*GIVEN TEXT*
▼

In thinking about phenomenology and religion, I am assailed by a host of questions to which I do not have answers. Most important, for me, is the question of the relationship between the phenomenological method articulated by Edmund Husserl, grounded on the epoche and the transcendental reduction, the procedures by means of which he hopes to avoid both Kantian idealism and psychologism, and the phenomenological existentialism of Martin Heidegger’s Being and Time. In what sense is Being and Time phenomenological? How far does it follow Husserl methodologically, method being, on my understanding, the central feature of Husserl’s project? And what role does Heidegger’s work on the phenomenology of religious experience play in his deployment and transformation of Husserl’s procedures?
A number of concerns animate these questions, the most immediately pertinent to the study of religion having to do with my sense that phenomenology in its Husserlian mode has difficulty attending to the inter and intrapersonal nature of human experience so central to religious life. Although Husserl turns to these questions in his late work, and Heidegger insists that Dasein is always a Mitsein, a being with, it is hard to find a space between Dasein and the Volk within his work. These are very general claims and ones the detailed articulation of which in Husserl and Heidegger requires expertise I lack. But I think something useful can be demonstrated about the potential limits of phenomenology as a method—and the potential strengths of other kinds of descriptive analysis—by looking at William James’s Varieties of Religious Experience, perhaps the closest thing to an American phenomenology available to us.

▲

*OBJECTIVE A*
Translate this sentence from the passage on phenomenology and religion into French: "These are very general claims and ones the detailed articulation of which in Husserl and Heidegger requires expertise I lack."
*OBJECTIVE B*
In the passage on phenomenology and religion, what does Heidegger insist that Dasein always is?
*OBJECTIVE C*
Continue the passage on phenomenology and religion, starting after its final sentence.

*MATERIAL*
▼

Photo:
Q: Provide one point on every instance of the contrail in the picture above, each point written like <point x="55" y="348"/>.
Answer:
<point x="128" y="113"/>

▲

*TASK OUTPUT A*
Ce sont des affirmations très générales, dont l'articulation détaillée chez Husserl et Heidegger exige une compétence qui me fait défaut.

*TASK OUTPUT B*
Dasein is always a Mitsein, a being with.

*TASK OUTPUT C*
James was not concerned about charges of psychologism. Taught and deeply learned in the German traditions so important for Husserl, it would be useful to understand why James is willing to think philosophically with psychology and Husserl is not. But one danger of James’s psychologism and the mode of philosophical analysis to which it leads him is clear from the outset of Varieties: he insists that what is valuable and important about religion is its interiority. What I will show in the following is the ways in which, because James relies on narrative accounts of religious experience for his articulation of the phenomenon, this putative interiority is challenged within his own lectures. The embodied and communal nature of religious experience, alongside its particularity, is impossible to avoid when one reads James carefully and, to use what has become a cliché but is still profoundly useful, against the grain of his own pronouncements.
* * *
In seeking to circumscribe his topic for the 1901 Gifford Lectures, published as The Varieties of Religious Experience in 1902, James makes a distinction between institutional and personal religion. He defines religion, at least for the purposes of his own explorations, as “the feelings, acts and experiences of individual men in their solitude, so far as they apprehend themselves to stand in relation to whatever they might consider divine.” Yet Varieties works in large part through examples. When we look to the very long extracts James cites throughout the lectures, we find clearly displayed the complex interactions between public forms of worship and putatively instantaneous or spontaneous religious experiences.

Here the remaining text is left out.